──────── Task data ────────

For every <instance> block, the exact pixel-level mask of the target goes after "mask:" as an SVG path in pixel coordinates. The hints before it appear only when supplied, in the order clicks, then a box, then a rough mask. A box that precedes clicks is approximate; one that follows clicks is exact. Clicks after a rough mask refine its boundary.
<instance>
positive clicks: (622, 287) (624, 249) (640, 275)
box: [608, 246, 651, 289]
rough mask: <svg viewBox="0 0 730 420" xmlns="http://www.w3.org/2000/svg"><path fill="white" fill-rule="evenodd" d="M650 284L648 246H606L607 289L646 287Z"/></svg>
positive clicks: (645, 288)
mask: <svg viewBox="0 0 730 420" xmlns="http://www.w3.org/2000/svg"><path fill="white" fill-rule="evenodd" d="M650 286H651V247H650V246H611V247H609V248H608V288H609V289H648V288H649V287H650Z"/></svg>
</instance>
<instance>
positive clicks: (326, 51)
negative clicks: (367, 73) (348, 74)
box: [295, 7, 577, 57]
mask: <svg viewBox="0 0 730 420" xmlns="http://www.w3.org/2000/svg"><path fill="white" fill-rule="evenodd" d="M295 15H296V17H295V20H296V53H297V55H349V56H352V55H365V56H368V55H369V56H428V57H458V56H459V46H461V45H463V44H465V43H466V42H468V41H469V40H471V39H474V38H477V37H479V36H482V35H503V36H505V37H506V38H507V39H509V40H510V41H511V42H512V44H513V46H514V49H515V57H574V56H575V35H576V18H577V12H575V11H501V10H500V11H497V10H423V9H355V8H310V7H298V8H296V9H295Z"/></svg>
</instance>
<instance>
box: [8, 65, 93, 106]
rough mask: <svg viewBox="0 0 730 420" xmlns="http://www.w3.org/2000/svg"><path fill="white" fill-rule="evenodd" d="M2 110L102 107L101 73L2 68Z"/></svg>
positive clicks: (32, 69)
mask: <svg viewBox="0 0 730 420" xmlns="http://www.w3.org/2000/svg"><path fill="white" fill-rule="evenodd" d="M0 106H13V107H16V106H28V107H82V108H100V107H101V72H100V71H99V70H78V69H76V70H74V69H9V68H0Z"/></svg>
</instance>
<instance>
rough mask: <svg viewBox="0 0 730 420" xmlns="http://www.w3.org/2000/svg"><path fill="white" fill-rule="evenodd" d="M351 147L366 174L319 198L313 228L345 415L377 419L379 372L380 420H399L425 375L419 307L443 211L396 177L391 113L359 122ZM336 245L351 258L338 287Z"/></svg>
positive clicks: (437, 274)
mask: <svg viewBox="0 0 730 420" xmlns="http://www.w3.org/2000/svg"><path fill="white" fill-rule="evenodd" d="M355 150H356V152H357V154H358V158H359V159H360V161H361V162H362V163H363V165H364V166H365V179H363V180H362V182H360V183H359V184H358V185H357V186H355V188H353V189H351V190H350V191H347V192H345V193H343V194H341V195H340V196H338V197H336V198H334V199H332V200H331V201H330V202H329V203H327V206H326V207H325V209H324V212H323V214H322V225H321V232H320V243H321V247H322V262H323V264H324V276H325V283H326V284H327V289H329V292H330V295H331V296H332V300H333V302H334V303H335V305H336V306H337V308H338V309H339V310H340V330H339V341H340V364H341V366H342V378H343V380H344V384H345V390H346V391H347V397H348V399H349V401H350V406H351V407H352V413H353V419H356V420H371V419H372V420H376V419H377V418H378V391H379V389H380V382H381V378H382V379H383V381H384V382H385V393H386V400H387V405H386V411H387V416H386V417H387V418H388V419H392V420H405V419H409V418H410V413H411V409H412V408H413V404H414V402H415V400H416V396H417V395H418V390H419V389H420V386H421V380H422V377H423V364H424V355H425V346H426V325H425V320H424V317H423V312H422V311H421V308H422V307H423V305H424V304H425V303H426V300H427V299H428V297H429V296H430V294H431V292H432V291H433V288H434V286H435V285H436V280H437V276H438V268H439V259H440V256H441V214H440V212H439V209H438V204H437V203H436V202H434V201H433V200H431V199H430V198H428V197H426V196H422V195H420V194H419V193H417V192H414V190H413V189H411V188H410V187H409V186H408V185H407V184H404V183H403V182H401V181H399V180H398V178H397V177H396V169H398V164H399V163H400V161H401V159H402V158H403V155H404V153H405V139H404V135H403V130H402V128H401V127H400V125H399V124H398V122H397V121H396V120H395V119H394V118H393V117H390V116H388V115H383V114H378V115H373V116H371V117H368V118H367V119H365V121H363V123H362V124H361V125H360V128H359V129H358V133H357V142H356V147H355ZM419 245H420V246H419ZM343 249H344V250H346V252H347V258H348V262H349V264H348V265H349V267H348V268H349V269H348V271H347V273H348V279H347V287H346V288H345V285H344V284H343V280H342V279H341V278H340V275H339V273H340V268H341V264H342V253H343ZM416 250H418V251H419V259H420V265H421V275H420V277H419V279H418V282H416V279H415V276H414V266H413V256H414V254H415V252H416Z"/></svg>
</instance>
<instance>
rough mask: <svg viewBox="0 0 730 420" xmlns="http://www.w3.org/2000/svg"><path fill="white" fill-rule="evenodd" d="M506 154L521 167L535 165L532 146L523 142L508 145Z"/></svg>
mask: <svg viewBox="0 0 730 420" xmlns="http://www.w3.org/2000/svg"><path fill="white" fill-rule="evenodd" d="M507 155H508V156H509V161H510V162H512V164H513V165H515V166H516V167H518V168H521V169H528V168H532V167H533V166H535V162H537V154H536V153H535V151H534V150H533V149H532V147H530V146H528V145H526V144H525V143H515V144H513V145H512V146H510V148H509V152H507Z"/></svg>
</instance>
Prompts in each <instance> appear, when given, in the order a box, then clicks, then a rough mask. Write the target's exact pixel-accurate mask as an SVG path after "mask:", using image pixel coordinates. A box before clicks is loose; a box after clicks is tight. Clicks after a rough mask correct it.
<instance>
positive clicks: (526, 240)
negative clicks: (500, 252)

────────

Exercise aim: Repeat the lines from the one containing "284L648 246H606L607 289L646" up to and including the one containing "positive clicks: (645, 288)".

Result of the task:
rough mask: <svg viewBox="0 0 730 420" xmlns="http://www.w3.org/2000/svg"><path fill="white" fill-rule="evenodd" d="M650 284L648 246H606L607 289L646 287Z"/></svg>
positive clicks: (645, 288)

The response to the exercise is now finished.